Swap "black spot" for "dark patch" throughout the records below, and leave all other text as it is.

■ **Records for the task**
◇ ◇ ◇

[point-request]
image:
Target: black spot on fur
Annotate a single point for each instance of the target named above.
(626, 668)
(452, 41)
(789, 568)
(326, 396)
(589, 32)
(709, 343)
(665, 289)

◇ ◇ ◇

■ **Complete response**
[point-request]
image:
Target: dark patch on fur
Annotate a single point for each instance of the target named above.
(626, 668)
(452, 41)
(789, 568)
(326, 396)
(589, 32)
(709, 343)
(665, 289)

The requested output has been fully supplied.